→ Directions for this task:
What you return must be exactly the lines from the one containing "Locate the child's" through the close of the listing, both included.
BEGIN
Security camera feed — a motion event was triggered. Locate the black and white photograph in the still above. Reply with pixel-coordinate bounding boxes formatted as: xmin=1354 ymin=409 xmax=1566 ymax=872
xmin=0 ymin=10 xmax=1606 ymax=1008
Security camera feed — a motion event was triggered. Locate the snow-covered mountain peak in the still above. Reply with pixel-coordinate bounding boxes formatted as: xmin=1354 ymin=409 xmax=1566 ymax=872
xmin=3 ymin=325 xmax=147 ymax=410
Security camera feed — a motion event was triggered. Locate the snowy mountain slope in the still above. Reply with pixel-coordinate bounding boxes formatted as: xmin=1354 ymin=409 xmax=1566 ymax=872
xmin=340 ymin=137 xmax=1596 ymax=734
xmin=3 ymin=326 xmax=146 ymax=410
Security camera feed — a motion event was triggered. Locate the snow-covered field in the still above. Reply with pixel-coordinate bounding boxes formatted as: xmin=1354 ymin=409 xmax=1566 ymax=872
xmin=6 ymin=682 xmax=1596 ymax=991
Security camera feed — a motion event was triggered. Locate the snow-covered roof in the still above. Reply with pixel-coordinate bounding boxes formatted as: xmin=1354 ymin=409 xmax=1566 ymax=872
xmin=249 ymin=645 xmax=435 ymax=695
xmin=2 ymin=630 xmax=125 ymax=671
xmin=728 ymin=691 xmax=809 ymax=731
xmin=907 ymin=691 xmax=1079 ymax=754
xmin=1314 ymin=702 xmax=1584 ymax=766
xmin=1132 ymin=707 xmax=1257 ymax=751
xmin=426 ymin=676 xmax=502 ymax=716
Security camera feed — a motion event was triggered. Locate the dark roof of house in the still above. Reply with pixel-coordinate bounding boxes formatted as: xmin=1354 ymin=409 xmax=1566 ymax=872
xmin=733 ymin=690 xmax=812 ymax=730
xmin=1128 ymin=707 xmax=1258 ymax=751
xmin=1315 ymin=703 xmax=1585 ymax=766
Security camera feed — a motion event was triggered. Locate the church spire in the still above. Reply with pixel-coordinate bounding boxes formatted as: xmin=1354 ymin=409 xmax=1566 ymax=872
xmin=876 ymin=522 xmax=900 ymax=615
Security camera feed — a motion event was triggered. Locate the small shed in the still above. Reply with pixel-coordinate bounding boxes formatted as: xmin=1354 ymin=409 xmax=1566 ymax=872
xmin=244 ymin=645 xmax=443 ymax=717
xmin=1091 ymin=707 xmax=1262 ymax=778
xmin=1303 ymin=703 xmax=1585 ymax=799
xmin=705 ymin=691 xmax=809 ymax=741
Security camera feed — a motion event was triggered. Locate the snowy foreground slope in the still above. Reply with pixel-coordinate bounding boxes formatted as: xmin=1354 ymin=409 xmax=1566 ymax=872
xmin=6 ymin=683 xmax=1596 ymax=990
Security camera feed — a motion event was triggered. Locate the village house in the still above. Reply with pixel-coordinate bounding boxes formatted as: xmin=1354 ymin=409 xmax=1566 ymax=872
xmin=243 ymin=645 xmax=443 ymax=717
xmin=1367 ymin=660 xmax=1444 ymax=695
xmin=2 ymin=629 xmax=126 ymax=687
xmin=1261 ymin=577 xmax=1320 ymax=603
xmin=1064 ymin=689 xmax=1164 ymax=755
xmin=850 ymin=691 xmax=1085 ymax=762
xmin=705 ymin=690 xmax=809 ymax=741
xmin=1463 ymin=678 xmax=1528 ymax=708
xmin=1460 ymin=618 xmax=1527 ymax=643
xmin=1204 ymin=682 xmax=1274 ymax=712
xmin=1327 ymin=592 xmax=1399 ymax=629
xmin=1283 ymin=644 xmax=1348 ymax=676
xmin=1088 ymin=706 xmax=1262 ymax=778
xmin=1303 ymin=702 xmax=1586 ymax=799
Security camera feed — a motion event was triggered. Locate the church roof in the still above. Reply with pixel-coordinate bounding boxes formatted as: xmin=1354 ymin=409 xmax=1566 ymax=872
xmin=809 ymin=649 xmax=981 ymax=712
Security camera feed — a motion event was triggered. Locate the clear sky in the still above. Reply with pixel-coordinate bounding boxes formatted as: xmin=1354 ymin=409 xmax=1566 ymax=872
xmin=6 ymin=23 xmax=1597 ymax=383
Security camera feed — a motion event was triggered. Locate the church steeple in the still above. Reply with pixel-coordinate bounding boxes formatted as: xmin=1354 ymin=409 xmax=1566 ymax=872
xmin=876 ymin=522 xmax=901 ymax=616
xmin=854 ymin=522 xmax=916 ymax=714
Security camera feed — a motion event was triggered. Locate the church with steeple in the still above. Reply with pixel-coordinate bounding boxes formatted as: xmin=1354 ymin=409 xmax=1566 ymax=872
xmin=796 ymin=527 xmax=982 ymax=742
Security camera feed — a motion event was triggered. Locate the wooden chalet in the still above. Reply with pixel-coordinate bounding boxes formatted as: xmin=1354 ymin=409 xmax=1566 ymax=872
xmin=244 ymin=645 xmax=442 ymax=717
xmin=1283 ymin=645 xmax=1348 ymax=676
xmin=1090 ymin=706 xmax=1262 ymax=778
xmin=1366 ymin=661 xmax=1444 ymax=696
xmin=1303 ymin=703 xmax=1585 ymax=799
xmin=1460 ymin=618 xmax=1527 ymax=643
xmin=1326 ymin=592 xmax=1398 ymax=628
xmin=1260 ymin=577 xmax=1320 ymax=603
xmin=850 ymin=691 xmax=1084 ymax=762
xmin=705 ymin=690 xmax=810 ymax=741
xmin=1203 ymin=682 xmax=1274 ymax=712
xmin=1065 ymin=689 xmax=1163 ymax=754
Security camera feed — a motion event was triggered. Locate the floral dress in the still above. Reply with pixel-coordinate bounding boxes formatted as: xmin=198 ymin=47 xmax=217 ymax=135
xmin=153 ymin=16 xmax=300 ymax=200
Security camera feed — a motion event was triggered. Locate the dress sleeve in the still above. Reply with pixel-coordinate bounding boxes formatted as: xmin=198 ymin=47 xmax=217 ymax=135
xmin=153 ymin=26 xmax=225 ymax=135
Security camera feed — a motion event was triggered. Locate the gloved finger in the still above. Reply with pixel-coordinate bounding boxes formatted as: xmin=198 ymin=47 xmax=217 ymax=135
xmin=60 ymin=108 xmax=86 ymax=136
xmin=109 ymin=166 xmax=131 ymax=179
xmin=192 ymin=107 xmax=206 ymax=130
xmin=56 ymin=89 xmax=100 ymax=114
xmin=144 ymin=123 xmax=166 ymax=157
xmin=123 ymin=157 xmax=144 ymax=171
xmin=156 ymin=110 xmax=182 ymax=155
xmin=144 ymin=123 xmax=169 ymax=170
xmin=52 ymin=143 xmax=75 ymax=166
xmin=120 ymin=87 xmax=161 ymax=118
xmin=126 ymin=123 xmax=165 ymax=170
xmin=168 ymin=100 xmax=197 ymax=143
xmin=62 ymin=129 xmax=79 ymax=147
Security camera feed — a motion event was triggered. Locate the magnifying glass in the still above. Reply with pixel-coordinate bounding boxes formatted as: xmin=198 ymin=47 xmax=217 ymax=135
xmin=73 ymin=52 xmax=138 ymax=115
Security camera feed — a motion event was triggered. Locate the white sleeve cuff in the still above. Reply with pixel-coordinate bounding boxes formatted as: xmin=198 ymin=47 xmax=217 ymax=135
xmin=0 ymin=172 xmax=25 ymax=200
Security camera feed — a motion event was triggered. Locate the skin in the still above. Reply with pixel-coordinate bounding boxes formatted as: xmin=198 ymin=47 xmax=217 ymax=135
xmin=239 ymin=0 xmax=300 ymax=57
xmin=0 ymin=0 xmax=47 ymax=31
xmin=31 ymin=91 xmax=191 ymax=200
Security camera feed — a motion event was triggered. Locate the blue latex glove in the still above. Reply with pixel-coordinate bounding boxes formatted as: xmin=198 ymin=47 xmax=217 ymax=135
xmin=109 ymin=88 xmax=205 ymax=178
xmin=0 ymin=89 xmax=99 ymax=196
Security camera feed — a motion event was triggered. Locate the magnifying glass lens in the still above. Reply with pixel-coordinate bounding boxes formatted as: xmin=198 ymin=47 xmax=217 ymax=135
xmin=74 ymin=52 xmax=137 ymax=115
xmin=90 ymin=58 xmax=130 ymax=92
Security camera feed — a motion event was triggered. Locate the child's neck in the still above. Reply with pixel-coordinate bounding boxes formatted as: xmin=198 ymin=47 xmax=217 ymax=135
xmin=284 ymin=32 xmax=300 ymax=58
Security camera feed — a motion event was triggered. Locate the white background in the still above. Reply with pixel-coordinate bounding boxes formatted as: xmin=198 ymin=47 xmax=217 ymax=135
END
→ Result of the exercise:
Security camera feed — a motion event was triggered. Locate the child's neck in the still above. Reply with pixel-coordinate bounding boxes formatted as: xmin=198 ymin=47 xmax=217 ymax=135
xmin=284 ymin=32 xmax=300 ymax=58
Security camera feed — a motion event was triggered. Locate the white background in the still above. Reply with pixel-coordinate bounding boxes formatted as: xmin=198 ymin=47 xmax=217 ymax=135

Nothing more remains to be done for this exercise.